What to work on - Begin at the line below that contains "Where can you spot the wooden balcony". Repeat it and all remaining lines of the records exactly.

Records excerpted from a collection -
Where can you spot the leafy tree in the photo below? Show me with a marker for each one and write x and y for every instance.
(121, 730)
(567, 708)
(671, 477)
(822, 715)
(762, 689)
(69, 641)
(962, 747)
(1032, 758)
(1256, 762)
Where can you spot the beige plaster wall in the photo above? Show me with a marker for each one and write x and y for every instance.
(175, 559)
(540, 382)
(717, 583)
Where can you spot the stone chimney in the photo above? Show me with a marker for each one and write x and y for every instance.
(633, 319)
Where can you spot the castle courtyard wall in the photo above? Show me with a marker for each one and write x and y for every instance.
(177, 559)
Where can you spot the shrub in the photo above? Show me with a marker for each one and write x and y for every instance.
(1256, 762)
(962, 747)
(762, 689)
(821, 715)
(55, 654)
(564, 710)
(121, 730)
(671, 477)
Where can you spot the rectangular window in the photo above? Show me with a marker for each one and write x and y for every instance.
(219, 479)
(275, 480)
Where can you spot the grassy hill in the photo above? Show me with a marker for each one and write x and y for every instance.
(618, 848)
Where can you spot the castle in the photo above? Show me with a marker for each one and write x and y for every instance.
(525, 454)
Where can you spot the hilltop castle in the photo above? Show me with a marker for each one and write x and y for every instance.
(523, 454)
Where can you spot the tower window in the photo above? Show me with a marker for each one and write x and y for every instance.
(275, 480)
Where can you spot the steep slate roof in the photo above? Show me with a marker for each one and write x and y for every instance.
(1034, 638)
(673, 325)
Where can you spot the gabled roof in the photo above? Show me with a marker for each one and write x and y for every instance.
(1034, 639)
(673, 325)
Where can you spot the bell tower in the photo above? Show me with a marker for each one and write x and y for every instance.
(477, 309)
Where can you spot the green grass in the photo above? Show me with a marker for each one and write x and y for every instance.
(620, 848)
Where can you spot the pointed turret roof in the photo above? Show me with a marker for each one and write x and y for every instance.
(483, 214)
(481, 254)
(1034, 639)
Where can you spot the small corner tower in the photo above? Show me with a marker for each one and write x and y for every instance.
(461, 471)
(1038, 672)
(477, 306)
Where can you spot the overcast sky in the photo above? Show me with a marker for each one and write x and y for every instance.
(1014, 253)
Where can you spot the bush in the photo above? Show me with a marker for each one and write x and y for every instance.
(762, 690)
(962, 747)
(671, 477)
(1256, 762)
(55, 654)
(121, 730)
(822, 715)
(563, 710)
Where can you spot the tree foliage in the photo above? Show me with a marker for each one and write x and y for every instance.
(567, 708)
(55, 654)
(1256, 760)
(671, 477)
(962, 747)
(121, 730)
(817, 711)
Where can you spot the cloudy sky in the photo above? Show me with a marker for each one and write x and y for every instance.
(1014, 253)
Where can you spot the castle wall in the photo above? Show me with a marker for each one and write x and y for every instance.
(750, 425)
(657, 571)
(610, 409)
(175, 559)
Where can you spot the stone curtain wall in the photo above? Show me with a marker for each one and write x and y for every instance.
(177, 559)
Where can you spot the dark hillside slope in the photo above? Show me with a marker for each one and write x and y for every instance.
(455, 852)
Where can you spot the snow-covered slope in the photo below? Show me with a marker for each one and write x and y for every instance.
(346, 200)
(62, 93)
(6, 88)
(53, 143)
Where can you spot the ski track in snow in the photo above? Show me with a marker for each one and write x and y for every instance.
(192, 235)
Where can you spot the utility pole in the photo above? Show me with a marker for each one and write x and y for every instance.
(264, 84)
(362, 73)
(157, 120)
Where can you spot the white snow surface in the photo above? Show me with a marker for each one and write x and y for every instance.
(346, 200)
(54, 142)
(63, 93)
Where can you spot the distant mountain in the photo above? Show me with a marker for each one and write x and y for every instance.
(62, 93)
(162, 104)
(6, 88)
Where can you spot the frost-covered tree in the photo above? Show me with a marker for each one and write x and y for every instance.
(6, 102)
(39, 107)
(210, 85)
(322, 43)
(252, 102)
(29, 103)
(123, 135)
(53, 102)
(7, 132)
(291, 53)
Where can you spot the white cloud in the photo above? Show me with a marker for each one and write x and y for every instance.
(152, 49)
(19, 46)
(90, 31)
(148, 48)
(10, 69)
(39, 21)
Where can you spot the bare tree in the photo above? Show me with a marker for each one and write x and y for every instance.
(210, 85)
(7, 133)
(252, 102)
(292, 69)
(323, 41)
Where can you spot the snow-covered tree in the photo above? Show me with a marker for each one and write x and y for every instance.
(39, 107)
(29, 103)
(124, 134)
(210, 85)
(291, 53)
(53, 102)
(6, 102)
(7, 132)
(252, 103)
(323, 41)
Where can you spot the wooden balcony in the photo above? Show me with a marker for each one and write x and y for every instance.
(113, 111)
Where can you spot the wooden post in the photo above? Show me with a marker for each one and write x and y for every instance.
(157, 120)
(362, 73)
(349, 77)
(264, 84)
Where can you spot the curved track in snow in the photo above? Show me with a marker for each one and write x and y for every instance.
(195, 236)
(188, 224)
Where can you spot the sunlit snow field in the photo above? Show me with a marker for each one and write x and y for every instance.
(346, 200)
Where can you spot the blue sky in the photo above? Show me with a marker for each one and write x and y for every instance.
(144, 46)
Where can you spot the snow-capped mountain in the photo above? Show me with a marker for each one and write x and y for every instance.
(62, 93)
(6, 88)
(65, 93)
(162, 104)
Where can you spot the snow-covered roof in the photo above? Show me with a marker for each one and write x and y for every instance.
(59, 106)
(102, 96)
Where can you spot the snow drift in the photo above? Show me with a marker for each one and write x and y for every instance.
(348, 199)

Answer area -
Where can you spot the wooden balcony in the photo above? Show me with a marker for each one and write x and y for every instance.
(113, 111)
Where can you spot the wooden post in the photo above? Show me with a marker for each one and write x and y for every instance.
(157, 120)
(362, 73)
(349, 77)
(264, 84)
Where can you spot the curved track in snow in the photo above? Show me with a marker for each one and write x and y for every instance.
(195, 236)
(188, 224)
Where can you spot the sunlit snow field in the photo above? Show me with a marker for each one and write x and y for every instance.
(346, 200)
Where can you spot the blue sky in the photo above? Show me with a marker for each one and write x and y for every instance.
(144, 46)
Where can you spot the snow-capped mountain in the photo above? Show me with a marker for each one and write x and y for every instance.
(62, 93)
(6, 88)
(65, 93)
(162, 104)
Where can you spot the snow-covered roof in the photo above? Show me with a marker for each one and write x and y for every instance.
(59, 106)
(102, 96)
Where can you spot the snow drift in the photo above? Show me with a marker for each one and write x and y for every instance.
(348, 199)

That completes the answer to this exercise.